**Textauszug**.
Basierend auf einer Vorlage von Ray Bradbury steigen Konturen mysteriöser und archaischer Architektur aus der Dunkelheit empor – doch in ihrer Größe findet sich bloß das Ausgestorbene und Leere. Elektronische Mellotron-Flöten und Synth-Flächen hallen Echos vergangener Generationen und Mythen an jenem Ort nach, der sich nicht entschlüsseln lassen will, gleichsam abstößt und fasziniert. Die Kamera schwebt ganz natürlich in diese Regionen hinein, die Sinnlichkeit der Erforschung ist direkt gegeben. Unter der Regie von Elaine Bass und ihrem Ehemann, dem profilierten Grafikdesigner und Filmgestalter Saul Bass, wird dabei ein Maximum an möglicher kontemporärer Technik aufgewendet, um diese irreale Zone greifbar zu machen: Modelle, Rückprojektionen, Animatronics, Matte-Paintings, Zeichentrick und künstliche Lichtebenen. Eben ganz präzise für die folgende Erzählung geeignet, doch in der filmischen Erfahrung eher im Vordergrund angesiedelt. Womöglich stellt diese „Quest“ damit eine Art Effects reel dar, aber zumindest eines, welches die Möglichkeiten cineastischer Umsetzung von Fantasien über ihre Grenzen zu tragen vermag.

So setzt der Film im Folgenden in Relation, dass scheinbare Humanoiden eine Befreiung aus der Finsternis anstreben; daher einen Auserwählten in die Außenwelt entsenden, die ihn innerhalb von sieben Tagen vom Säugling zum erwachsenen Messias formt. Gewisse religiöse Motive bleiben da nicht ungenutzt so wie minimalistische Mono- und Dialoge das entrückte Davonfliegen der Zeit vom Menschen fürchten. Viel mehr allerdings erarbeitet das Bass-Gespann an jenem geradlinigen Narrativ atmosphärische Verdichtung und Verwirklichung. Für den jungen Propheten steht schon schnell ein selbstverständliches Training an, das er kaum verstehen kann, jedoch wie von einer tiefen Masse des Schicksals im Höhlenschlund gesteuert wird. Die Zeit drängt aber auch, ehe die Hoffnung der Menschen hier in der Düsternis verloren geht, im Ungreifbaren aber immer noch etwas übrig lässt. Ein verborgenes Licht führt schließlich in Territorien der Bewährung gegen fremdartige Faktoren – Monstren, Klimata, Distanzen treten an und sollen bezwungen werden.

**Extrahierte Informationen**.
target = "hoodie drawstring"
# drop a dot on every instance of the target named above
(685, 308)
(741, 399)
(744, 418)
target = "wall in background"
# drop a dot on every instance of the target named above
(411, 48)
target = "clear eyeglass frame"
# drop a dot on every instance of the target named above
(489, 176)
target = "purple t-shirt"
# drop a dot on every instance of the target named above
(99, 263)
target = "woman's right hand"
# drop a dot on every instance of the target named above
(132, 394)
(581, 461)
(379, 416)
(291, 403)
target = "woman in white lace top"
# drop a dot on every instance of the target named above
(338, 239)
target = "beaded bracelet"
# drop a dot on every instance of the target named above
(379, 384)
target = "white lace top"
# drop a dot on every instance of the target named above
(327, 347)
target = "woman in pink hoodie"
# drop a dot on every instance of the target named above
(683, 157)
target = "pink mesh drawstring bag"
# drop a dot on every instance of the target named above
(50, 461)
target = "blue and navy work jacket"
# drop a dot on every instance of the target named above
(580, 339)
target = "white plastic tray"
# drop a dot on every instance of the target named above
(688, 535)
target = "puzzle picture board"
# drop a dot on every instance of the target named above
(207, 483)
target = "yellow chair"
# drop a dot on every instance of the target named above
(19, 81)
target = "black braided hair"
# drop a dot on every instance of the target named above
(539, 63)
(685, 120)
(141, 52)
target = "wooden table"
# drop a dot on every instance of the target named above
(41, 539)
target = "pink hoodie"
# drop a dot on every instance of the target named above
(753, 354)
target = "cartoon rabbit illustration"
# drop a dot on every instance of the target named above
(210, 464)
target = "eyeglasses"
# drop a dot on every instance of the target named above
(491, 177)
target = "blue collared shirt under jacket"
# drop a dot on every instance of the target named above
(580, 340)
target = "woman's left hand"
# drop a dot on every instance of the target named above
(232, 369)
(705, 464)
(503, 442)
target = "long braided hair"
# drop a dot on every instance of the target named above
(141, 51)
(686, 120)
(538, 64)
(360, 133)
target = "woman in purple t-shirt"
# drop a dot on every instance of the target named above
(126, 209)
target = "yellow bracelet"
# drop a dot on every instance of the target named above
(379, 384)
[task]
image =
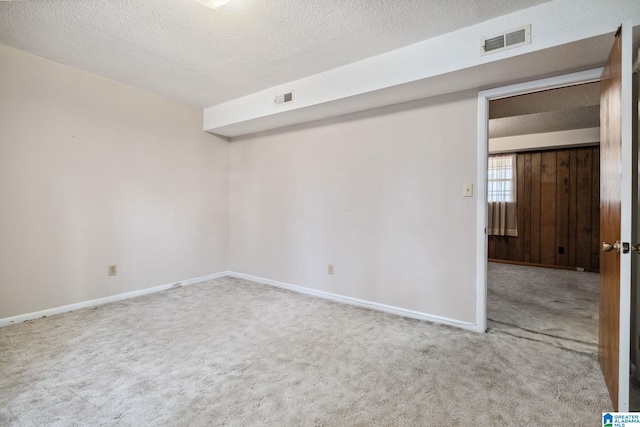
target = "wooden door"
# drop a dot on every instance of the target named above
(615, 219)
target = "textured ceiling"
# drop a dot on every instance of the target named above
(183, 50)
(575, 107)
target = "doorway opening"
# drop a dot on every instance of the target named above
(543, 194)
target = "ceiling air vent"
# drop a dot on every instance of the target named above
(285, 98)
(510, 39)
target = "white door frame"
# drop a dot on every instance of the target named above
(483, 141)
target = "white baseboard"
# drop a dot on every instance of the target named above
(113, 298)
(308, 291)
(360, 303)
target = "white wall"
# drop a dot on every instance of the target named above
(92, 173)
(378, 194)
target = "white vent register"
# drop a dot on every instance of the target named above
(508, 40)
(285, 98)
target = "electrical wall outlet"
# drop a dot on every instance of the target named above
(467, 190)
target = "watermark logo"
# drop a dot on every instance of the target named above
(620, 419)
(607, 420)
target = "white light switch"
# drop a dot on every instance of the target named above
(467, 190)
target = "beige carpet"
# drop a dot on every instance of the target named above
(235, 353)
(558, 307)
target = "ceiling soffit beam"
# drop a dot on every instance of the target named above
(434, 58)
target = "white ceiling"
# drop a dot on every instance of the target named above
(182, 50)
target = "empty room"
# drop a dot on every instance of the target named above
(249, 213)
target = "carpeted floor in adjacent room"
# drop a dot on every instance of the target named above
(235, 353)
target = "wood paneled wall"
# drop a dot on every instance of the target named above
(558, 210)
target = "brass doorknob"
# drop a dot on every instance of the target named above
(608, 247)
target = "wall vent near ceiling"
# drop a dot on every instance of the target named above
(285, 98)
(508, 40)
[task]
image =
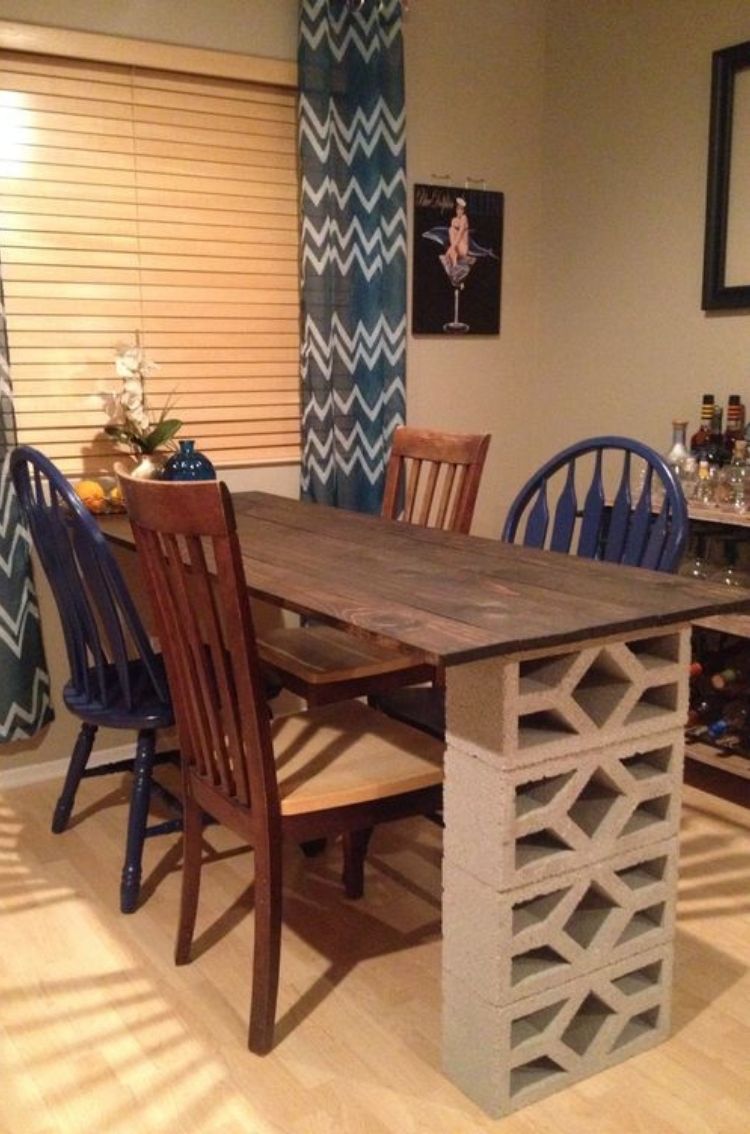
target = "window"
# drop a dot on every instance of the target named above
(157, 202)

**Aufgabenstellung**.
Beantworte anhand des Textauszugs über den Film „Quest“ diese Fragen:
1. Auf wessen Vorlage beruht der Film?
2. Als was wird Saul Bass bezeichnet?
3. In wie vielen Tagen formt die Außenwelt den Auserwählten vom Säugling zum erwachsenen Messias?

**Antwortfeld**.
1. Auf einer Vorlage von Ray Bradbury.
2. Als profilierter Grafikdesigner und Filmgestalter.
3. In sieben Tagen.